Point labeling dataset excerpts
◇ ◇ ◇ ◇ ◇

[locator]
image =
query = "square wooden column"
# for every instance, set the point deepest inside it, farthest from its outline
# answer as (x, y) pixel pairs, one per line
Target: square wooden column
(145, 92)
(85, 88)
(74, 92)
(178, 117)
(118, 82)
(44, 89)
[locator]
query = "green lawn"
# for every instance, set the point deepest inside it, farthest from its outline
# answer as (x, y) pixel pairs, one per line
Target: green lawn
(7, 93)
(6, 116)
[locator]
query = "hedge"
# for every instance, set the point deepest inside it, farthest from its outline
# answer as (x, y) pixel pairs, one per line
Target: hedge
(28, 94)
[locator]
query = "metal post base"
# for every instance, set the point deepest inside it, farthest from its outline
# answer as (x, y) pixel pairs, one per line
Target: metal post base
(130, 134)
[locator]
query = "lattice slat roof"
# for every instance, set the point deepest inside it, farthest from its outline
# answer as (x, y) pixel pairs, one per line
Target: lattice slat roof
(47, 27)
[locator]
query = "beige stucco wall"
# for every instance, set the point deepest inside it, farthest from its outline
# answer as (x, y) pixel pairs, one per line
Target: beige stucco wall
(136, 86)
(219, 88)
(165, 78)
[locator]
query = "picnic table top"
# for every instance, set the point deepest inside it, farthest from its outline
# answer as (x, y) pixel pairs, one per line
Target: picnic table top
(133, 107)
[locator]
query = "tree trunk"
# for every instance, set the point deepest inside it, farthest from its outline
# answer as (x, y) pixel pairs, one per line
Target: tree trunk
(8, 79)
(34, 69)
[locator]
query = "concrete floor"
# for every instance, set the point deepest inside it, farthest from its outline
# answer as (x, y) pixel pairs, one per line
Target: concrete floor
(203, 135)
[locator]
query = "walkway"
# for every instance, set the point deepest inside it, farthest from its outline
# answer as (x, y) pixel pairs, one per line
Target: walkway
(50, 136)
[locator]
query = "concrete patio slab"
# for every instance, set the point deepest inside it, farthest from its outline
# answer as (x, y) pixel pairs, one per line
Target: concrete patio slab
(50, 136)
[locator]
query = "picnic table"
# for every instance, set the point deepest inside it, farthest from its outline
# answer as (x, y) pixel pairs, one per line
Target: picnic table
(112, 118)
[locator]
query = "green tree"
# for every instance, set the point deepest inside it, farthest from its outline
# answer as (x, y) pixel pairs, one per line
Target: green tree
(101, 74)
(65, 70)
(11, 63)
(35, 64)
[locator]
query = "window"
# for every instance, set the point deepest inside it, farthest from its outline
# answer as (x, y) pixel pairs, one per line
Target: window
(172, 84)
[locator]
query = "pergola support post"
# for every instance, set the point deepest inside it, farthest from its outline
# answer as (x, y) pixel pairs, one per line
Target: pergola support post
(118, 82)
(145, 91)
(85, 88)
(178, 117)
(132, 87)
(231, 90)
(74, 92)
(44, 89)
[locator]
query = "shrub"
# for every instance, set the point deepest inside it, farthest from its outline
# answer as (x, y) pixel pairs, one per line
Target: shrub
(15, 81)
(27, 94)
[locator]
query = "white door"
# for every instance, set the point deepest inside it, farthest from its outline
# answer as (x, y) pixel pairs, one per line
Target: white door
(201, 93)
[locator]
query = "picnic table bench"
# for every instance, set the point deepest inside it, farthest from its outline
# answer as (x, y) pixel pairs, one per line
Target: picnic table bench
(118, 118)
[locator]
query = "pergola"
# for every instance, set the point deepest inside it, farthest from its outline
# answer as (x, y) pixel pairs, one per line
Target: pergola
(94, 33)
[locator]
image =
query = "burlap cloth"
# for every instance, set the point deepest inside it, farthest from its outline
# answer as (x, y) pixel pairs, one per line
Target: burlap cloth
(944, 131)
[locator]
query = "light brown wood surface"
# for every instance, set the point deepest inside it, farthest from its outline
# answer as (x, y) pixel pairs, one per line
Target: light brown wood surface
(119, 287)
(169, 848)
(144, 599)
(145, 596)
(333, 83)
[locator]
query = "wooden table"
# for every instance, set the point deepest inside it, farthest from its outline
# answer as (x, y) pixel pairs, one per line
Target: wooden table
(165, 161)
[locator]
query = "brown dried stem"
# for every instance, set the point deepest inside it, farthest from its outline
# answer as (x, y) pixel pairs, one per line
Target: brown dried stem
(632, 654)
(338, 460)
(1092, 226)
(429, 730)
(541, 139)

◇ ◇ ◇ ◇ ◇

### Your objective
Pull out every line in the records above that contains the string "slat", matching case exactly.

### Full answer
query = "lattice slat roof"
Target: lattice slat roof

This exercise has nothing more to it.